## Your goal
Output all of the entries below precisely as written.

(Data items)
....
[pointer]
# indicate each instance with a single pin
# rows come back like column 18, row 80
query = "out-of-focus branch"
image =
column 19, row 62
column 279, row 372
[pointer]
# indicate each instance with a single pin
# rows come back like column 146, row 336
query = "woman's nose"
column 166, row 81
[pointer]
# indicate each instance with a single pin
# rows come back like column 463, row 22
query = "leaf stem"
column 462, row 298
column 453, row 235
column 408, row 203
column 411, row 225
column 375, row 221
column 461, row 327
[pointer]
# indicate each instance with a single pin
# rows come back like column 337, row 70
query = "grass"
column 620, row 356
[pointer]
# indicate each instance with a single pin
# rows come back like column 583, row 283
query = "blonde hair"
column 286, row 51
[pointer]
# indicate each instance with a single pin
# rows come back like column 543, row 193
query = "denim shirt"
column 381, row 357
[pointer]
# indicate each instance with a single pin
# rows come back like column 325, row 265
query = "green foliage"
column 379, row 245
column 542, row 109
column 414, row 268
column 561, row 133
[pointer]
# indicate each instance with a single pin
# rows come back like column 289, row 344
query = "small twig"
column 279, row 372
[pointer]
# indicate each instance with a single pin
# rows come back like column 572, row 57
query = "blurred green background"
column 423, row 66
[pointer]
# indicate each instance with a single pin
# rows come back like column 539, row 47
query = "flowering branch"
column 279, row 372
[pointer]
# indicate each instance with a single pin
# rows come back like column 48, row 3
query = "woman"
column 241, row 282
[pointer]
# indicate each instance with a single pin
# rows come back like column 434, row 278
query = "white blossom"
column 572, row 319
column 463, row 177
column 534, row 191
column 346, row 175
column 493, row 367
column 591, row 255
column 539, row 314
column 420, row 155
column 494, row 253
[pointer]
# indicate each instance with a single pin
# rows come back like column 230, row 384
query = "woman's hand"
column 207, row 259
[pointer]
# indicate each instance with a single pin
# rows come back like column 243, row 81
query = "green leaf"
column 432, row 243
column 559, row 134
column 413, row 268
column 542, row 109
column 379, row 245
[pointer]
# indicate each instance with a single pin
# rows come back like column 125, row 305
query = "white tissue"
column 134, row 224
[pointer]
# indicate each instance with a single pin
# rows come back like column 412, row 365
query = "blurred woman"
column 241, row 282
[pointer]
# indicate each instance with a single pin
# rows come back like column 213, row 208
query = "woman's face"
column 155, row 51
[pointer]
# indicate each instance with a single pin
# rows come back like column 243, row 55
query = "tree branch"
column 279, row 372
....
## Reply to the exercise
[pointer]
# indicate each instance with a single pin
# rows come back like column 18, row 80
query = "out-of-focus branch"
image =
column 19, row 62
column 279, row 372
[pointer]
# indicate each instance with a single pin
# rows come back like column 146, row 336
query = "woman's nose"
column 166, row 81
[pointer]
# indicate each instance with a single pin
# rows come back like column 463, row 22
query = "leaf stem"
column 462, row 298
column 453, row 235
column 408, row 203
column 411, row 225
column 375, row 221
column 461, row 327
[pointer]
# indicate each instance with a single pin
# rows come back like column 337, row 70
query = "grass"
column 620, row 356
[pointer]
# indicate each instance with a single pin
# rows come back like column 583, row 283
query = "blonde hair"
column 286, row 51
[pointer]
# indicate each instance with a single pin
# rows come back like column 543, row 193
query = "denim shirt"
column 381, row 357
[pointer]
# indicate each instance with a single pin
# rows come back like column 325, row 265
query = "green foliage"
column 379, row 245
column 542, row 109
column 414, row 268
column 561, row 133
[pointer]
# indicate each instance with a single pin
# rows come back like column 289, row 344
query = "small twig"
column 279, row 372
[pointer]
# indicate each instance with a single pin
# rows come back like column 572, row 57
query = "blurred green background"
column 423, row 66
[pointer]
# indicate each instance with a single pin
# rows come back like column 539, row 47
query = "flowering branch"
column 279, row 372
[pointer]
# indicate each instance with a single pin
# rows come back like column 48, row 3
query = "woman"
column 241, row 282
[pointer]
# indicate each instance with a single pin
# rows come back like column 434, row 278
query = "white blossom"
column 572, row 319
column 463, row 177
column 534, row 191
column 346, row 175
column 493, row 367
column 591, row 255
column 539, row 314
column 420, row 155
column 494, row 253
[pointer]
# indicate each instance with a single pin
# rows come back like column 230, row 384
query = "woman's hand"
column 207, row 259
[pointer]
# indicate each instance with a single pin
# rows come back like column 243, row 81
query = "green leaf"
column 432, row 243
column 559, row 134
column 413, row 268
column 542, row 109
column 379, row 245
[pointer]
# indicate each instance with a single pin
# rows come back like column 125, row 305
query = "white tissue"
column 134, row 224
[pointer]
# indicate each instance with a single pin
# rows come back like column 412, row 365
query = "blurred woman"
column 241, row 282
[pointer]
# indicate each instance with a single pin
# rows come back like column 213, row 208
query = "woman's face"
column 155, row 51
[pointer]
# indicate each instance with a single pin
# rows come back like column 243, row 55
query = "tree branch"
column 279, row 372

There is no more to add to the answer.